[Text under study]
Letters to the editor: Jan. 29
Published 12:00 am Sunday, January 29, 2023
Thanks from Samaritan’s Purse
I am writing to thank Salisbury-area residents for sharing the true meaning of Christmas with children in need this past holiday season.
Generosity throughout contributed to a successful shoebox gift collection season at drop-off locations for the Samaritan’s Purse project Operation Christmas Child. Across the U.S., the project collected over 9.3 million shoebox gifts in 2022. Combined with those collected from partnering countries in 2022, the ministry is now sending nearly 10.6 million shoebox gifts to children worldwide.
Through shoeboxes — packed with toys, school supplies and hygiene items — Salisbury-area volunteers brought joy to children in need around the world. Each gift-filled shoebox is a tangible expression of God’s love, and it is often the first gift these children have ever received. Through the continued generosity of donors since 1993, Operation Christmas Child has collected and delivered more than 209 million gift-filled shoeboxes to children in more than 170 countries and territories. This year, Samaritan’s Purse delivered its milestone 200 millionth shoebox, which was delivered to a young girl in Ukraine.
Across NC, shoebox packers often shop for deals on shoebox items throughout the year, and many serve at a deeper level by becoming a year-round volunteer. Information about ways area participants can get involved year-round can be found at samaritanspurse.org/occ or by calling 704-583-1463.
Local drop‑off locations for gifts are closed until Nov. 13-20, 2023, but you can still be a part of this life-changing project by conveniently packing a shoebox gift online in just a few simple clicks at samaritanspurse.org/buildonline.
These simple gifts, packed with love, send a message to children worldwide that they are loved and not forgotten.
— Casey Goodwin
Goodwin is media relations specialist for Operation Christmas Child/
Angels Among Us
Let me tell you a story about some local small town heroes. On Jan. 8, at 10:30 a.m. my wife suffered a venous thromboembolism at home. I called 911 and the Landis Fire Department arrived within a few minutes.

[Required work]
1. According to the letters page, what are the shoeboxes packed with? List each kind of thing it names.
2. Can you print the passage of the letters page starting with "Across NC, shoebox" and going on through "by calling 704-583-1463."?

[Recorded data]
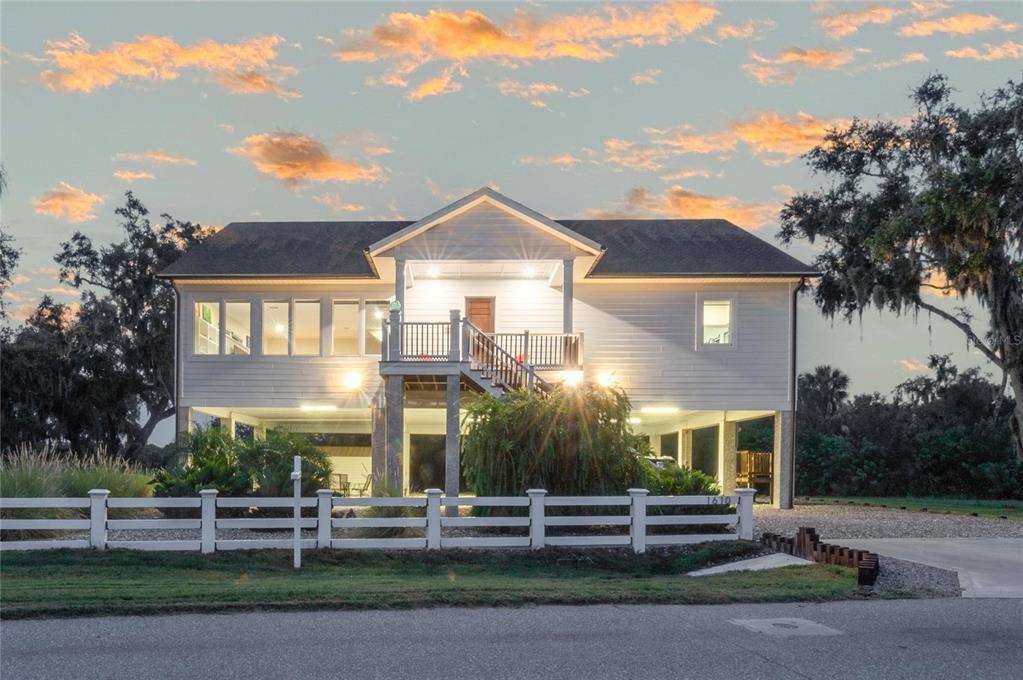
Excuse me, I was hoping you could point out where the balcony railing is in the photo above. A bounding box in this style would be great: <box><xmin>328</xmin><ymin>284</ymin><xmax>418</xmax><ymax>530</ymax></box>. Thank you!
<box><xmin>383</xmin><ymin>314</ymin><xmax>583</xmax><ymax>371</ymax></box>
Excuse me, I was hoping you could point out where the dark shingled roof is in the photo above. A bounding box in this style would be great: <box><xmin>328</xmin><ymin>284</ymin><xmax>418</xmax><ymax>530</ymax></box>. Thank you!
<box><xmin>161</xmin><ymin>219</ymin><xmax>815</xmax><ymax>278</ymax></box>
<box><xmin>558</xmin><ymin>220</ymin><xmax>816</xmax><ymax>277</ymax></box>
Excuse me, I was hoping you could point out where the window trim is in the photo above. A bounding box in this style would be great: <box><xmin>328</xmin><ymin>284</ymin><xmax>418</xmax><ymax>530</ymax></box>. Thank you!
<box><xmin>694</xmin><ymin>290</ymin><xmax>739</xmax><ymax>352</ymax></box>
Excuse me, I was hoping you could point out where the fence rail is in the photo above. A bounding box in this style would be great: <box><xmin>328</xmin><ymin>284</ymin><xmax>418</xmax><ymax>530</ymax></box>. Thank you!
<box><xmin>0</xmin><ymin>489</ymin><xmax>756</xmax><ymax>553</ymax></box>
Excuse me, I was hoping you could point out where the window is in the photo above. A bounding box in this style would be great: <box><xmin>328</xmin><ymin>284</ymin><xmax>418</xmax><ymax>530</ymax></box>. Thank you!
<box><xmin>224</xmin><ymin>303</ymin><xmax>252</xmax><ymax>354</ymax></box>
<box><xmin>263</xmin><ymin>302</ymin><xmax>288</xmax><ymax>356</ymax></box>
<box><xmin>192</xmin><ymin>303</ymin><xmax>220</xmax><ymax>354</ymax></box>
<box><xmin>295</xmin><ymin>300</ymin><xmax>320</xmax><ymax>356</ymax></box>
<box><xmin>703</xmin><ymin>300</ymin><xmax>731</xmax><ymax>345</ymax></box>
<box><xmin>333</xmin><ymin>302</ymin><xmax>359</xmax><ymax>355</ymax></box>
<box><xmin>366</xmin><ymin>301</ymin><xmax>391</xmax><ymax>354</ymax></box>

[Task-by-task answers]
1.
- toys
- school supplies
- hygiene items

2.
Across NC, shoebox packers often shop for deals on shoebox items throughout the year, and many serve at a deeper level by becoming a year-round volunteer. Information about ways area participants can get involved year-round can be found at samaritanspurse.org/occ or by calling 704-583-1463.